Texto para leitura:
A Alemanha queria que a União Soviética se abstivesse da Europa. A Alemanha não via com bons olhos o desejo da União Soviética de se imiscuir em assuntos europeus. A URSS já tinha anexado os países bálticos, uma parte da Finlândia, o leste da Polônia, a Bessarária e a Bucovina. Para a Alemanha seria melhor que a União Soviética se concentrasse na expansão territorial para o sul, na direção do Golfo Pérsico/Oceano Índico, onde iria se chocar com os interesses da Grã-Bretanha. Esse seria o melhor dos mundos para a Alemanha nazista: 

Ver a URSS esquecer a Europa, deixando-a para a Alemanha, expandindo-se para a região do Golfo Pérsico e do Oceano Índico, chocando-se com os interesses do Império Britânico. 

"Hitler claramente queria a União Soviética de Stalin fora da Europa, incapaz de intrometer-se em assuntos balcânicos, ou do mar Báltico e do Bósforo. Ao tentar empurrar a URSS para o sul, canalizando suas ambições para o Oceano Índico e o 'falido' Raj britânico, ele não só queria alcançar esse objetivo mas também levar a União Soviética a um conflito com os britânicos, o que desestabilizaria a URSS e impossibilitaria qualquer suposta reaproximação anglo-soviética." (página 242)

Listagem de dados:

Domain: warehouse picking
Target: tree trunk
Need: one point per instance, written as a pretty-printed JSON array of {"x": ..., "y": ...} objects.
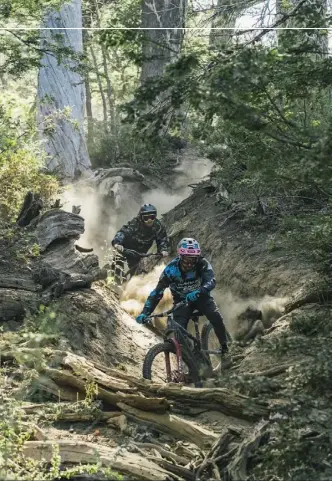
[
  {"x": 88, "y": 95},
  {"x": 161, "y": 46},
  {"x": 60, "y": 86},
  {"x": 316, "y": 39},
  {"x": 225, "y": 16},
  {"x": 109, "y": 90},
  {"x": 100, "y": 85}
]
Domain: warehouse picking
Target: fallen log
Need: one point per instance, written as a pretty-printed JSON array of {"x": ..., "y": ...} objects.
[
  {"x": 219, "y": 399},
  {"x": 67, "y": 378},
  {"x": 74, "y": 452},
  {"x": 173, "y": 425},
  {"x": 237, "y": 468},
  {"x": 164, "y": 452},
  {"x": 271, "y": 372}
]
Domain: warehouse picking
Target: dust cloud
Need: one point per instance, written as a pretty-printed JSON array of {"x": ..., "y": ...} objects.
[
  {"x": 103, "y": 219},
  {"x": 137, "y": 290},
  {"x": 191, "y": 170},
  {"x": 232, "y": 306}
]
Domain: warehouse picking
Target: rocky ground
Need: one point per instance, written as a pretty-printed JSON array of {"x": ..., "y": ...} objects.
[{"x": 71, "y": 357}]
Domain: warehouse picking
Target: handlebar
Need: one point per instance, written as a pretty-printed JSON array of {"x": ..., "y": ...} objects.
[
  {"x": 166, "y": 313},
  {"x": 139, "y": 254}
]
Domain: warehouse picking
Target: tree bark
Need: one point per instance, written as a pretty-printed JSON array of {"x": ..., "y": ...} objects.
[
  {"x": 161, "y": 46},
  {"x": 88, "y": 95},
  {"x": 60, "y": 86},
  {"x": 224, "y": 16},
  {"x": 74, "y": 452},
  {"x": 100, "y": 84}
]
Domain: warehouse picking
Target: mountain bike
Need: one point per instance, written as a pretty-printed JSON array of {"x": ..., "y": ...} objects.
[
  {"x": 117, "y": 267},
  {"x": 186, "y": 359}
]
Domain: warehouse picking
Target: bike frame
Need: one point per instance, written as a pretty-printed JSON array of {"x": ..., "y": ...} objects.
[{"x": 178, "y": 347}]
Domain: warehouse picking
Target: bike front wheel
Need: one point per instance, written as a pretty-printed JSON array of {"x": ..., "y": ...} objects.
[{"x": 160, "y": 365}]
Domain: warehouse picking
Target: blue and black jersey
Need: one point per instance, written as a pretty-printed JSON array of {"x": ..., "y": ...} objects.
[{"x": 201, "y": 278}]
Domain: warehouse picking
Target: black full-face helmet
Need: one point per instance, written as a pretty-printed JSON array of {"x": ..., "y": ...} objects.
[{"x": 148, "y": 214}]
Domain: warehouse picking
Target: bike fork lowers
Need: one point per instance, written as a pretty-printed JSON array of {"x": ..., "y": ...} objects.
[{"x": 179, "y": 361}]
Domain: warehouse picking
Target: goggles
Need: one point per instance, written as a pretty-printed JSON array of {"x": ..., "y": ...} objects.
[
  {"x": 188, "y": 260},
  {"x": 147, "y": 217}
]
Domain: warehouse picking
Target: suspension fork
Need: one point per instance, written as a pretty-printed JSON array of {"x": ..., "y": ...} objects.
[{"x": 178, "y": 352}]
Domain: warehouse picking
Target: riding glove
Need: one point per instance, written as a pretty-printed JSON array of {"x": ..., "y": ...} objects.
[
  {"x": 141, "y": 319},
  {"x": 118, "y": 247},
  {"x": 192, "y": 296}
]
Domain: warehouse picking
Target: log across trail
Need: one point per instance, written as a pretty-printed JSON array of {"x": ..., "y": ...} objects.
[{"x": 67, "y": 377}]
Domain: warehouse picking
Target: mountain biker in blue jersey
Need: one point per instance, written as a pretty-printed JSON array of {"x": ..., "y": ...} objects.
[{"x": 190, "y": 277}]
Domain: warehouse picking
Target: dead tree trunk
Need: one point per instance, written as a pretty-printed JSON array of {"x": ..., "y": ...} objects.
[
  {"x": 60, "y": 86},
  {"x": 88, "y": 96},
  {"x": 161, "y": 46},
  {"x": 100, "y": 84}
]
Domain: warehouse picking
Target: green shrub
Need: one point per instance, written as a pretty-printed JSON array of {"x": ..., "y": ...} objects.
[{"x": 19, "y": 173}]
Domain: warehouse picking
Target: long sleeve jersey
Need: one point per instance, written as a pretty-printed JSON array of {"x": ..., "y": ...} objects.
[
  {"x": 135, "y": 235},
  {"x": 200, "y": 279}
]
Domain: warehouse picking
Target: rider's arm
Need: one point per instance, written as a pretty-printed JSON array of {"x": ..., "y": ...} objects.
[
  {"x": 162, "y": 239},
  {"x": 208, "y": 280},
  {"x": 156, "y": 295},
  {"x": 125, "y": 231}
]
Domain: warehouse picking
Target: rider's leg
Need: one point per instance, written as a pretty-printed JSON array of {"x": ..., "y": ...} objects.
[
  {"x": 207, "y": 306},
  {"x": 118, "y": 268},
  {"x": 132, "y": 262},
  {"x": 182, "y": 316}
]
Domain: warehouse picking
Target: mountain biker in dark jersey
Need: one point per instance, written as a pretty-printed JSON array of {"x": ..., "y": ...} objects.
[
  {"x": 140, "y": 233},
  {"x": 190, "y": 277}
]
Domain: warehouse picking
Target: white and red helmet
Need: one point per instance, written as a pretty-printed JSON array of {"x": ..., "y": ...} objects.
[{"x": 188, "y": 247}]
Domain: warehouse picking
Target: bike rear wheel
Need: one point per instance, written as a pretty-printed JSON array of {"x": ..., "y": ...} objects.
[
  {"x": 210, "y": 342},
  {"x": 154, "y": 366}
]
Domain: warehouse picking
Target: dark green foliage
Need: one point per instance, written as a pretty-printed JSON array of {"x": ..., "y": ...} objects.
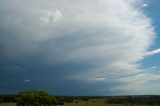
[
  {"x": 147, "y": 100},
  {"x": 35, "y": 98}
]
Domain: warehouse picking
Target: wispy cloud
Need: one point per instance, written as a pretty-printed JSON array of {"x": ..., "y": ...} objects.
[
  {"x": 105, "y": 40},
  {"x": 157, "y": 51}
]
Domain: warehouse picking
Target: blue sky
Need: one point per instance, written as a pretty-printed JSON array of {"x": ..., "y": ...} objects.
[{"x": 91, "y": 47}]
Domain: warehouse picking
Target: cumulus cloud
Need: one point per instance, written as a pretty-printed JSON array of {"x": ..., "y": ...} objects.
[{"x": 110, "y": 36}]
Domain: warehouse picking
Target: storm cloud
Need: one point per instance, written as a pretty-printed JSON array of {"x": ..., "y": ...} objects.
[{"x": 58, "y": 45}]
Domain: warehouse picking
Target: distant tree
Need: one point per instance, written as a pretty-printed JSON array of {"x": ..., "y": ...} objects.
[{"x": 35, "y": 98}]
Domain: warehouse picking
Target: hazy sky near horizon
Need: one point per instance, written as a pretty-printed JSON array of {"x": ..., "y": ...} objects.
[{"x": 80, "y": 47}]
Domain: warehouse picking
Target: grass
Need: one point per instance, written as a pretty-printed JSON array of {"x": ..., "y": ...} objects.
[
  {"x": 91, "y": 102},
  {"x": 7, "y": 104}
]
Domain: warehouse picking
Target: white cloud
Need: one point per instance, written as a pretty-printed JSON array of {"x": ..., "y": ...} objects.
[
  {"x": 50, "y": 16},
  {"x": 157, "y": 51},
  {"x": 27, "y": 80},
  {"x": 113, "y": 34},
  {"x": 145, "y": 5}
]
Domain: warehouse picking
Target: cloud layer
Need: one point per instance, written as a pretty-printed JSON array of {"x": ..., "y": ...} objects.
[{"x": 90, "y": 42}]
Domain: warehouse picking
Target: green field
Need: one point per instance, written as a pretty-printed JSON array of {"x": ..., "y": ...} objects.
[
  {"x": 7, "y": 104},
  {"x": 91, "y": 102}
]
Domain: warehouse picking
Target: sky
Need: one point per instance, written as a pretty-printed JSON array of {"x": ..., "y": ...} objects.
[{"x": 80, "y": 47}]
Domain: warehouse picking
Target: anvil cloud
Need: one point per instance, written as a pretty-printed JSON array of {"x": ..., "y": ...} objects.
[{"x": 60, "y": 44}]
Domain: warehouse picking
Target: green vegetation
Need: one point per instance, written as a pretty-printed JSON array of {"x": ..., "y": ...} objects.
[
  {"x": 41, "y": 98},
  {"x": 7, "y": 104}
]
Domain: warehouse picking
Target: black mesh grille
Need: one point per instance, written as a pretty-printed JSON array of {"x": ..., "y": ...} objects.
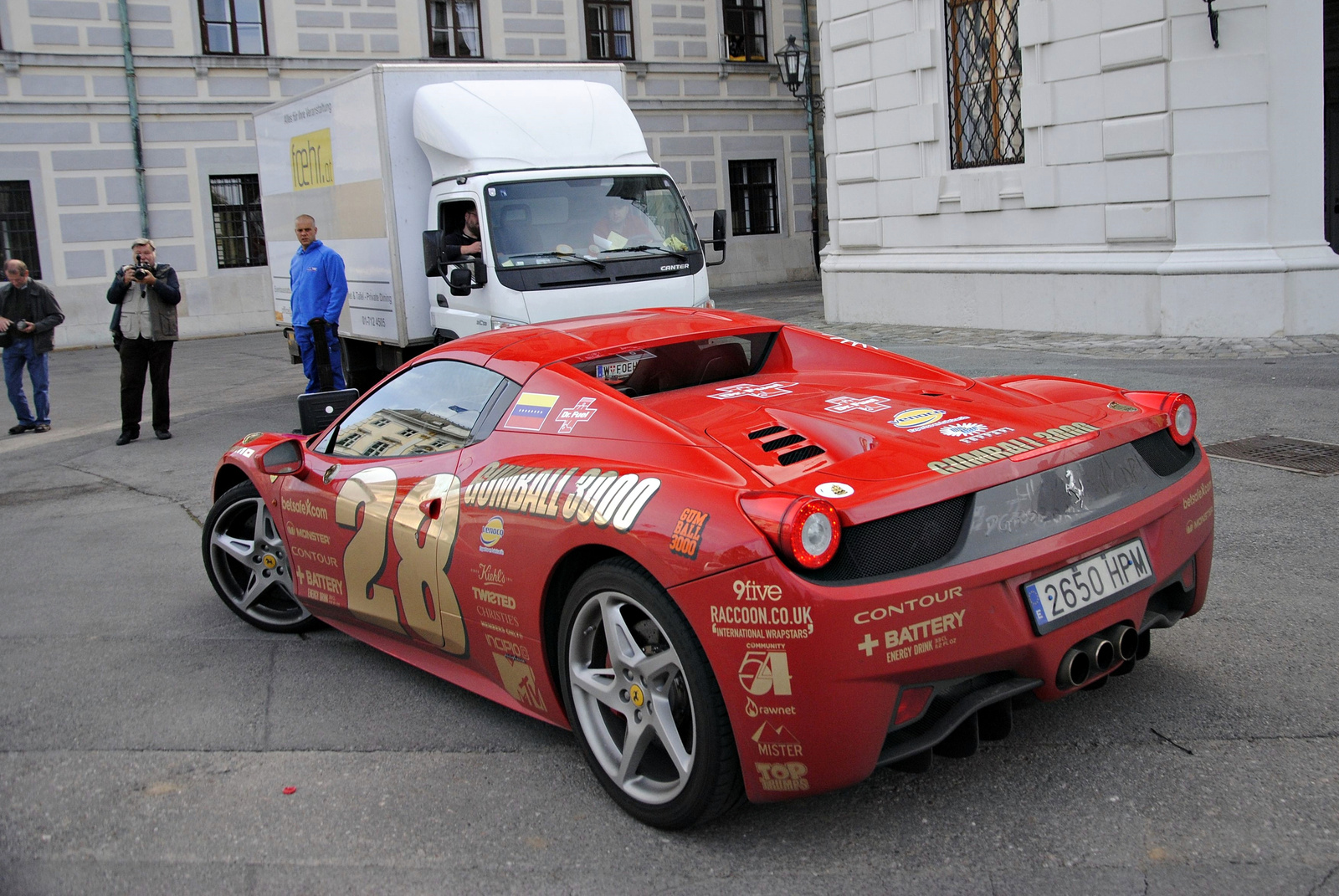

Instruções:
(1) Reescreva o trecho do texto sobre a política alemã em relação à União Soviética que começa nas palavras "A Alemanha queria" e termina após "do Império Britânico.", substituindo "Grã-Bretanha" por "Inglaterra".
(2) Segundo o texto sobre a política alemã em relação à União Soviética, em que direção a Alemanha preferia que a URSS concentrasse sua expansão territorial?
(3) Redija a continuação do texto sobre a política alemã em relação à União Soviética a partir do ponto em que ele termina.

Respostas às instruções:
(1)
A Alemanha queria que a União Soviética se abstivesse da Europa. A Alemanha não via com bons olhos o desejo da União Soviética de se imiscuir em assuntos europeus. A URSS já tinha anexado os países bálticos, uma parte da Finlândia, o leste da Polônia, a Bessarária e a Bucovina. Para a Alemanha seria melhor que a União Soviética se concentrasse na expansão territorial para o sul, na direção do Golfo Pérsico/Oceano Índico, onde iria se chocar com os interesses da Inglaterra. Esse seria o melhor dos mundos para a Alemanha nazista: 

Ver a URSS esquecer a Europa, deixando-a para a Alemanha, expandindo-se para a região do Golfo Pérsico e do Oceano Índico, chocando-se com os interesses do Império Britânico.

(2) Para o sul, na direção do Golfo Pérsico/Oceano Índico.

(3)
Para conseguir convencer a URSS de seu plano, Ribbentrop e Hitler, em novembro de 1940, tentaram convencer Molotov de que a guerra já tinha praticamente acabado, com a Grã-Bretanha em vias de se render, de forma que o Império Britânico poderia então ser dividido entre a Alemanha e a União Soviética. A ironia da história é que, durante a estada de Molotov em Berlim, em meados de novembro de 1940, aviões britânicos bombardearam a cidade, mostrando que a Grã-Bretanha estava longe de uma rendição.

Num desses bombardeios, Molotov e Ribbentrop foram se refugiar num abrigo, num bunker.

"Enquanto Molotov e Ribbentrop discutiam como dividir o mundo fora do bunker, portanto, ouviram sem dúvida a cacofonia do ataque aéreo (britânico), particularmente o gemido ondulante das sirenes e os sustentados disparos das baterias antiaéreas de Berlim. Naquelas circunstâncias, as reiteradas afirmações de Ribbentrop de que os britânicos estavam acabados e a guerra contra a Grã-Bretanha 'ja estava ganha' devem ter soado um pouco prematuras. De acordo com Stalin, Molotov conteve as presunções de Ribbentrop com uma estocada certeira, perguntando 'por que estamos neste abrigo e de quem são essas bombas que caem', se a Grã-Bretanha tinha sito derrotada. Ribbentrop finalmente calou-se, tinha tinha o que responder." (páginas 239/240)

A POSIÇÃO DA UNIÃO SOVIÉTICA:

A União Soviética via-se em ótima situação. Tinha tido ganhos territoriais sem precisar entrar em guerra. Estava em paz, enquanto via Alemanha e Grã-Bretanha brigando entre si. Stálin tinha o desejo de manter o acordo Ribbentrop-Molotov. 

"No que dizia respeito a Moscou, as negociações deveriam continuar. As conversações de Berlim tinham sido apenas a abertura do processo." (página 240)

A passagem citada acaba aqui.